PROBLEM STATEMENT.
Rewrite these lines with "tripod" changed to "light stand" and nothing else altered.
--------------------------------
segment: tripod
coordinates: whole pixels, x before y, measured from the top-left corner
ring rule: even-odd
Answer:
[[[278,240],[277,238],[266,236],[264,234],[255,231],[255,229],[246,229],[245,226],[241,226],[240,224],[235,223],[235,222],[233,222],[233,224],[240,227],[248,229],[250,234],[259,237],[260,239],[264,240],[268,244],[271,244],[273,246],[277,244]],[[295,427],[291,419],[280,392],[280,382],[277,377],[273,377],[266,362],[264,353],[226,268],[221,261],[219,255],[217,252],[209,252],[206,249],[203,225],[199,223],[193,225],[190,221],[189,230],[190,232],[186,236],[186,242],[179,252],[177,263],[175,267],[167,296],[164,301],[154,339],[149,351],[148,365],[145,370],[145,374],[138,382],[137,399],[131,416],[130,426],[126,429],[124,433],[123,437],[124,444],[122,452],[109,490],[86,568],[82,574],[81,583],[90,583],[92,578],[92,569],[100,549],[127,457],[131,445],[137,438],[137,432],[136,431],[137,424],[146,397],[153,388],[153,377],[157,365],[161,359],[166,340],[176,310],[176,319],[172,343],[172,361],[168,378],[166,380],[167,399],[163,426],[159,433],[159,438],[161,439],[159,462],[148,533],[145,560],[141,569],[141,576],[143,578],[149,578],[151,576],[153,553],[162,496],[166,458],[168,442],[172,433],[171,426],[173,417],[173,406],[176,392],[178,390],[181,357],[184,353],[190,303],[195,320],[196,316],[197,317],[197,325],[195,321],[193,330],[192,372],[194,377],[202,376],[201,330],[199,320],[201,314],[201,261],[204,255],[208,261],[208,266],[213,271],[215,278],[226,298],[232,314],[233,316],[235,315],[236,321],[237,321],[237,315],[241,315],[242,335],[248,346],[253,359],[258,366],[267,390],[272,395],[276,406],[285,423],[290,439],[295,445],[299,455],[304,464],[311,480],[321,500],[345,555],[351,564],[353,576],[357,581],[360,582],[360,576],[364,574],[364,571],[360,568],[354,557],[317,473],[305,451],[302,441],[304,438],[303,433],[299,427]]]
--------------------------------
THE OUTPUT.
segment: light stand
coordinates: whole pixels, x before y, measured from the top-left corner
ring rule: even-odd
Answer:
[[[278,240],[277,238],[266,236],[264,234],[255,231],[255,229],[246,229],[245,226],[241,226],[240,224],[235,223],[235,222],[233,222],[233,224],[240,227],[248,229],[250,234],[259,237],[260,239],[264,240],[268,244],[271,244],[273,246],[277,244]],[[295,427],[291,419],[280,392],[280,382],[277,377],[273,377],[266,362],[264,353],[226,268],[221,261],[219,255],[217,252],[209,252],[206,249],[203,225],[199,223],[193,225],[190,221],[189,230],[190,232],[186,236],[186,242],[179,252],[177,263],[175,267],[167,296],[164,301],[154,339],[149,351],[148,365],[145,370],[145,374],[138,382],[137,399],[131,416],[130,426],[126,429],[124,433],[123,437],[124,444],[122,452],[109,490],[86,568],[82,574],[81,583],[90,583],[92,578],[92,569],[100,549],[127,457],[131,445],[137,438],[137,432],[136,431],[137,424],[146,397],[153,388],[153,377],[157,365],[161,359],[166,340],[176,310],[176,319],[172,343],[172,361],[168,378],[166,380],[167,399],[163,426],[159,433],[159,438],[161,439],[159,462],[148,533],[145,560],[141,569],[141,576],[143,578],[149,578],[151,576],[153,553],[162,496],[166,458],[168,442],[172,433],[171,426],[173,417],[173,406],[176,392],[178,390],[181,357],[184,353],[190,303],[195,320],[196,316],[197,317],[197,325],[195,321],[193,330],[192,372],[194,377],[202,376],[201,330],[199,320],[201,314],[201,261],[204,255],[208,261],[208,266],[213,271],[215,278],[226,298],[232,314],[233,316],[235,315],[236,321],[237,321],[237,315],[241,315],[242,335],[248,346],[253,359],[258,366],[267,390],[272,395],[276,406],[285,423],[290,439],[295,445],[299,455],[304,464],[311,480],[321,500],[345,555],[351,564],[353,576],[357,581],[360,582],[360,576],[364,574],[364,571],[360,568],[354,557],[317,473],[305,451],[302,441],[304,438],[303,433],[299,427]]]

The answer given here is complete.